* What is being asked: Copy all of the records below line for line, changing nothing.

Excerpts from a detection dataset
=====

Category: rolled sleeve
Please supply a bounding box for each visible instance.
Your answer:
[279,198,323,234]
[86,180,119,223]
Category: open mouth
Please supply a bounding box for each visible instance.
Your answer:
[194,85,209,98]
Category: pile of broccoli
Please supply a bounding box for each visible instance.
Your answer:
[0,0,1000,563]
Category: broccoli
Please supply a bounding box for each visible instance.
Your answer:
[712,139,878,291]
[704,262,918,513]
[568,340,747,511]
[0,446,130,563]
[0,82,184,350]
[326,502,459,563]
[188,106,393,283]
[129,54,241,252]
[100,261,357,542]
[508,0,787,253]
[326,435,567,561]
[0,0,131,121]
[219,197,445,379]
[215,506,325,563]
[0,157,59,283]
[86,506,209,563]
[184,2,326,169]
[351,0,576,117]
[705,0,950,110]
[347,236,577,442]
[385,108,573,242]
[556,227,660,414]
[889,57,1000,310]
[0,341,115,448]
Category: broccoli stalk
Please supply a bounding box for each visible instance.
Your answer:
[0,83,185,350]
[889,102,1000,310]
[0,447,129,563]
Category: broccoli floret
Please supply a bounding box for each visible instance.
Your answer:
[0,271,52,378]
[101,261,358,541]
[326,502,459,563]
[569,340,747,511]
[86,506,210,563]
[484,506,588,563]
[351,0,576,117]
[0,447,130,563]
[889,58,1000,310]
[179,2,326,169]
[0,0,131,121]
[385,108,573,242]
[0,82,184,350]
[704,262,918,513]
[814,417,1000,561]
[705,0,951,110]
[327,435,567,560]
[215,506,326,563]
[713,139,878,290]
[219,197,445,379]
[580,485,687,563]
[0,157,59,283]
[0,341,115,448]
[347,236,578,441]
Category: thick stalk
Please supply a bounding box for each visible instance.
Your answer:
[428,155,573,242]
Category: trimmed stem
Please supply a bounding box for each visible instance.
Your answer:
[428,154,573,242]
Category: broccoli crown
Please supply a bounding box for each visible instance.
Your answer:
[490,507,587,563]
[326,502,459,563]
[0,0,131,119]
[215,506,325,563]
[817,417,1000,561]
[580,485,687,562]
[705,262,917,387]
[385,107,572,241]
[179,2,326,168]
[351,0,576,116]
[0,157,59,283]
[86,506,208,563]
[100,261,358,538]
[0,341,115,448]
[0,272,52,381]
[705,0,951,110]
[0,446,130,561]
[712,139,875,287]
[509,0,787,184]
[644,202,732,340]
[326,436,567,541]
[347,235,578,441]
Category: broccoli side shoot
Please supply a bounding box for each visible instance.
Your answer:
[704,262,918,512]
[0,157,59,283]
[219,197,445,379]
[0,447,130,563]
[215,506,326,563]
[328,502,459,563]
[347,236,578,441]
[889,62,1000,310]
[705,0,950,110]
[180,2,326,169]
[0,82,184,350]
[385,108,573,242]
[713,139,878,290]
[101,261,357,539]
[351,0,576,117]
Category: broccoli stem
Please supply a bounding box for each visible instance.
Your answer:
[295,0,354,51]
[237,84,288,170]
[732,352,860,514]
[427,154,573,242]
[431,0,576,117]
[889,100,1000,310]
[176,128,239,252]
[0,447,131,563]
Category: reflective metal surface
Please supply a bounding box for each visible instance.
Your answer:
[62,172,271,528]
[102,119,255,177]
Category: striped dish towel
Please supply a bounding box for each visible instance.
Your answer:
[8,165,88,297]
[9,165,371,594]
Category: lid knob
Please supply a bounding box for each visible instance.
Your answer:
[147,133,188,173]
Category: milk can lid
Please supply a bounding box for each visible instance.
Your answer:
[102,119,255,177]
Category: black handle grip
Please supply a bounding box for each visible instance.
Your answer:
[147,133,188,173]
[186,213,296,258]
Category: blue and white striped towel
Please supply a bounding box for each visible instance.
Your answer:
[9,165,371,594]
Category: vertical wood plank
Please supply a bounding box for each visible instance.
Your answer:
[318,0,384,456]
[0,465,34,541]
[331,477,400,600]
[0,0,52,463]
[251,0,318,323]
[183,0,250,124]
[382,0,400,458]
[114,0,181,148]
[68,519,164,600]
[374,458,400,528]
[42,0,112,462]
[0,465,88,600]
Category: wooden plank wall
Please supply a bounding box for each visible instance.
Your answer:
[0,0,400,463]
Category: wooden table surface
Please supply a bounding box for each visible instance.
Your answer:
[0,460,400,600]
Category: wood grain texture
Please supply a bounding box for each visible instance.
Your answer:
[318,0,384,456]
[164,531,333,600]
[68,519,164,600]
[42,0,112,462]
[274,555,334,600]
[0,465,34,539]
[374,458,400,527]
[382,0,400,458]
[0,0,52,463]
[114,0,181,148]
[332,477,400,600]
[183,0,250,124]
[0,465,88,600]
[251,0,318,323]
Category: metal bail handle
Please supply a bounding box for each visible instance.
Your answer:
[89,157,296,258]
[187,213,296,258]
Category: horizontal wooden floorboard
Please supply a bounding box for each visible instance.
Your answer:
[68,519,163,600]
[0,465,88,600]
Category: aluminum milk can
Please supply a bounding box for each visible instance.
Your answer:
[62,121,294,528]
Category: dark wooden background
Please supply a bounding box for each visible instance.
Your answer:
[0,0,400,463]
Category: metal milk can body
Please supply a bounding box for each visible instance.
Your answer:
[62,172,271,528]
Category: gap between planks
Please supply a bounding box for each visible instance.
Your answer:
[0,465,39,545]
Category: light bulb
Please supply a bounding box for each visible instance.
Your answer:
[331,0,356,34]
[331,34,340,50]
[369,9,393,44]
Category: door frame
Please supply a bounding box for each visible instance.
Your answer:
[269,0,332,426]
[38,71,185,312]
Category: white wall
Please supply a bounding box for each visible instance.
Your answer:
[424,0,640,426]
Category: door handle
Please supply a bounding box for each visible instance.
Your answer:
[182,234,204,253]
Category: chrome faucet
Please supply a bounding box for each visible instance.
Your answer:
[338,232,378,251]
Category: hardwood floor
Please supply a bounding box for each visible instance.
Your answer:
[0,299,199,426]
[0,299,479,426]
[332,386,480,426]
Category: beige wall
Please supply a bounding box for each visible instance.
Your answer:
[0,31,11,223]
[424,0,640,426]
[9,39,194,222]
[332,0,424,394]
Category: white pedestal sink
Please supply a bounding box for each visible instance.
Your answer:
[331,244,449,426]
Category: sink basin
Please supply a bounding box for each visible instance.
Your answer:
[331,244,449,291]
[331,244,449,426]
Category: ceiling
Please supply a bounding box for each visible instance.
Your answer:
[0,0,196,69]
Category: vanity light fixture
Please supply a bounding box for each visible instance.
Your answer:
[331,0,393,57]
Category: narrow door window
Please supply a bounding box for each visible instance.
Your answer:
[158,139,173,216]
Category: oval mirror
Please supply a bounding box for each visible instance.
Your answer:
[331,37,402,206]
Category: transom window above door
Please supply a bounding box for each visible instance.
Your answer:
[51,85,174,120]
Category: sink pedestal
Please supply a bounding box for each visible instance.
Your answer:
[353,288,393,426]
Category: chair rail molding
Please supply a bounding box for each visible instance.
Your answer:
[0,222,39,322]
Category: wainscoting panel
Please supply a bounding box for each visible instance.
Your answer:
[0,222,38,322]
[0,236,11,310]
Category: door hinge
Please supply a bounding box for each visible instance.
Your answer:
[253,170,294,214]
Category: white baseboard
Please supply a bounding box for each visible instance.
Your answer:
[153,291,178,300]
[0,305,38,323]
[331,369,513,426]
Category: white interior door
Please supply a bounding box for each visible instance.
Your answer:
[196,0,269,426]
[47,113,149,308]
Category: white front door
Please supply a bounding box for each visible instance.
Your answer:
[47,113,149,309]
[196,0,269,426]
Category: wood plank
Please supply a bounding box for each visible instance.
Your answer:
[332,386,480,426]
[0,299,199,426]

=====

* Exercise output:
Category: rolled sleeve
Please supply a bounding box for each visible instance.
Your answer:
[279,198,323,234]
[86,180,119,223]
Category: open mouth
Please supply a bounding box for each visible instance.
Your answer:
[194,85,209,98]
Category: pile of broccoli
Please supply a bounding box for each visible instance.
Your answer:
[0,0,1000,563]
Category: broccoli
Please supply a bounding box for each visible instance.
Your answer:
[712,139,878,291]
[704,262,918,513]
[568,340,747,511]
[0,446,130,563]
[0,82,184,350]
[326,502,459,563]
[188,106,393,283]
[129,54,241,252]
[100,261,357,542]
[508,0,787,253]
[326,435,567,561]
[0,0,131,121]
[219,197,445,379]
[215,506,325,563]
[0,157,59,283]
[86,506,209,563]
[184,2,326,169]
[351,0,576,117]
[705,0,950,110]
[347,236,577,442]
[385,108,573,242]
[556,227,660,414]
[889,57,1000,310]
[0,341,115,448]
Category: broccoli stalk
Please supply a bounding box for each visible instance.
Your answer:
[0,83,185,350]
[889,102,1000,310]
[0,447,129,563]
Category: broccoli floret
Please supply a bounding box for each visible instance.
Your answer:
[0,271,52,378]
[101,261,358,541]
[326,502,459,563]
[569,340,747,511]
[86,506,210,563]
[484,506,588,563]
[351,0,576,117]
[0,447,130,563]
[889,58,1000,310]
[179,2,326,169]
[0,0,131,121]
[385,108,573,242]
[0,82,184,350]
[704,262,918,513]
[814,417,1000,561]
[705,0,951,110]
[327,435,567,560]
[215,506,326,563]
[713,139,878,290]
[219,197,445,379]
[580,485,687,563]
[0,157,59,283]
[0,341,115,448]
[347,236,578,441]
Category: thick stalk
Please supply a bounding box for each visible instance.
Your answer:
[428,155,573,242]
Category: trimmed stem
Please supply a bounding box for each visible instance.
Your answer:
[428,154,573,242]
Category: broccoli crown
Please supply a bounding box for each visible instance.
Your answer:
[490,507,587,563]
[326,502,459,563]
[0,0,131,119]
[215,506,325,563]
[817,417,1000,561]
[580,485,687,562]
[705,262,917,387]
[385,107,572,241]
[179,2,326,168]
[351,0,576,116]
[0,157,59,283]
[86,506,208,563]
[100,261,358,538]
[0,341,115,448]
[0,272,52,381]
[705,0,951,110]
[0,446,130,561]
[712,139,875,287]
[509,0,787,184]
[644,202,732,340]
[326,436,567,541]
[347,235,578,441]
Category: broccoli side shoot
Please supply a bounding box for each visible instance.
Your answer:
[704,262,918,512]
[0,157,59,283]
[219,197,445,379]
[0,447,130,563]
[215,506,326,563]
[328,502,459,563]
[347,236,578,441]
[889,62,1000,310]
[705,0,950,110]
[180,2,326,169]
[0,82,184,350]
[385,108,573,242]
[713,139,878,290]
[101,261,357,539]
[351,0,576,117]
Category: broccoli stem
Please supply a bounding box for each visible instance.
Your answer:
[295,0,354,51]
[237,84,288,170]
[732,352,860,514]
[427,154,573,242]
[431,0,576,117]
[889,100,1000,310]
[176,128,239,252]
[0,447,131,563]
Category: reflective metal surface
Please supply a bounding box for each visible instance.
Your answer:
[62,172,271,528]
[102,119,255,177]
Category: striped dish towel
Please supply a bounding box for each visible instance.
Your answer:
[8,165,88,297]
[9,165,371,594]
Category: lid knob
Please supply a bounding box for each visible instance.
Your answer:
[147,133,188,173]
Category: milk can lid
Please supply a bounding box for each visible instance.
Your answer:
[102,119,255,177]
Category: black handle grip
Please supply a bounding box for each visible instance.
Your answer:
[147,133,188,173]
[186,213,296,258]
Category: blue and white striped towel
Please supply a bounding box for each visible instance.
Your answer:
[9,165,371,594]
Category: vertical wood plank
Please supply a bounding box for each visible instance.
Your answer:
[318,0,384,456]
[0,465,34,541]
[331,477,400,600]
[0,0,52,463]
[251,0,318,323]
[183,0,250,124]
[382,0,400,458]
[114,0,181,148]
[68,519,164,600]
[374,458,400,528]
[42,0,112,462]
[0,465,88,600]
Category: wooden plank wall
Please supply a bounding box for each visible instance.
Your answer:
[0,0,400,463]
Category: wooden table surface
Please supply a bounding box for each visible instance.
Your answer:
[0,460,400,600]
Category: wood grain texture
Please supply a bounding box for each visible instance.
Your answer:
[318,0,384,456]
[164,531,333,600]
[68,519,164,600]
[42,0,112,462]
[274,555,334,600]
[0,465,34,539]
[374,458,400,527]
[382,0,400,458]
[0,0,52,463]
[114,0,181,148]
[332,477,400,600]
[183,0,250,124]
[0,465,88,600]
[251,0,318,323]
Category: metal bail handle
Please supply a bounding box for each visible instance.
Your answer:
[89,157,296,258]
[187,213,296,258]
Category: horizontal wooden floorboard
Please supply a bounding box for each visible instance.
Your answer:
[68,519,163,600]
[0,465,88,600]
Category: aluminum milk can
Please supply a bounding box for each visible instance.
Your answer:
[62,121,294,528]
Category: dark wooden background
Please supply a bounding box for each visible instance.
Your answer:
[0,0,400,463]
Category: metal milk can body
Please supply a bounding box for each visible instance.
Your answer:
[62,172,271,528]
Category: gap between planks
Please supply a bounding box for each visible instance.
Your answer:
[0,465,39,545]
Category: light bulb
Please supply a bounding box for each visible instance.
Your answer:
[331,0,356,34]
[331,34,340,50]
[369,9,393,44]
Category: door frame
Please supply a bounding box for each visible instance.
Your answer:
[269,0,332,426]
[38,71,185,312]
Category: white wall
Please supply a bounding box for each visible instance.
Your answer:
[424,0,640,426]
Category: door handle
Please supply a bounding box for each visible instance.
Your answer:
[182,234,204,253]
Category: chrome faucet
Please supply a bounding box for each visible instance.
Your answer:
[338,232,378,251]
Category: hardwood floor
Please supply a bounding box for each visible instance.
Your answer:
[0,299,199,426]
[0,299,479,426]
[332,386,480,426]
Category: beige wall
Please supply a bounding box for each visible instance.
Your answer:
[0,31,11,223]
[424,0,640,426]
[9,39,194,222]
[332,0,424,394]
Category: white pedestal sink
Please supply a bounding box for each visible instance.
Your answer:
[331,244,449,426]
Category: sink basin
Please supply a bounding box for each visible instance.
Your answer:
[331,244,449,291]
[331,244,449,426]
Category: ceiling
Please supply a bounding box for each visible instance.
Your answer:
[0,0,196,69]
Category: vanity light fixture
Please supply a bounding box for each visible instance.
Your answer:
[331,0,393,57]
Category: narrow door window
Please supply a bounding box for each visible instance.
Your answer:
[158,139,173,216]
Category: oval mirror
Please supply a bounding box for each visible instance.
Your answer:
[331,37,402,206]
Category: transom window above door
Please supply a bounding box for each visible instance.
Your answer:
[51,85,174,120]
Category: sink pedestal
Please supply a bounding box for each visible instance.
Your answer:
[353,288,393,426]
Category: chair rail molding
Please supply a bounding box for each visible instance.
Your answer:
[0,222,39,322]
Category: wainscoting panel
Please supply a bounding box for each visible instance.
Your answer:
[0,222,38,322]
[0,236,11,310]
Category: door hinge
Please supply a bounding box for each visible instance.
Your answer:
[253,170,294,214]
Category: white baseboard
Please supply a bounding box for each visible instance.
Your answer:
[153,291,178,300]
[0,305,38,323]
[331,369,513,426]
Category: white interior door
Please supply a bounding box for each visible instance.
Your answer:
[196,0,269,426]
[47,113,149,308]
Category: white front door
Please supply a bounding box for each visible instance.
Your answer:
[47,113,149,309]
[196,0,269,426]
Category: wood plank
Please supply a bounding box for each visible instance.
Your answer:
[332,386,480,426]
[0,299,199,426]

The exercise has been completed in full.